====== RECORDS FOR THE TASK
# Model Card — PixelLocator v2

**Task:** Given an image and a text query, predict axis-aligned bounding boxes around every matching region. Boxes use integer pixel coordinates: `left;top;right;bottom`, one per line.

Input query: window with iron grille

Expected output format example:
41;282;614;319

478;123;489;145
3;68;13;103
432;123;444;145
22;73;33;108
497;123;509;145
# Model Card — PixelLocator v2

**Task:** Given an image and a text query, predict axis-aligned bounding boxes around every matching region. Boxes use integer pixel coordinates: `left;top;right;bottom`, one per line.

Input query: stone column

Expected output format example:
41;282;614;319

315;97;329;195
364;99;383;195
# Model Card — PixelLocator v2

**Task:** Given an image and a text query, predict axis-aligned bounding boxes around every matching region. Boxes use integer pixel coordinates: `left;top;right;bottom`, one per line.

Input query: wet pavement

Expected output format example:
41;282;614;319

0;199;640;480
============
__REQUIREMENT__:
Please retype every one of the entries above, character for character.

__EXPECTED OUTPUT__:
# Model Card — PixelLocator v2

**Task:** Given an image and a text query, predict axis-aligned bounding boxes around every matching region. Boxes use integer pixel coordinates: `left;top;right;bottom`, one per line.

Input query: window with iron grille

Expected output format example:
41;282;614;319

478;123;489;145
3;68;13;103
432;123;444;145
22;73;33;108
497;123;509;145
# Model Card — PixelLocator v2

**Task:** Given an image and a text query, predict axis-aligned bounding boxes around every matching region. Boxes use integer pixel coordinates: `left;top;right;bottom`, one per line.

Input query: stone column

Expected output format example:
41;282;614;319

315;97;329;195
364;99;383;195
# Model Card — PixelLocator v2

**Task:** Given an image and a text query, predict axis-aligned bounding boxes around every matching region. Boxes use integer pixel coordinates: `left;top;right;bottom`, one per line.

Input query: wet pavement

Expected output format example:
41;282;614;319

0;199;640;480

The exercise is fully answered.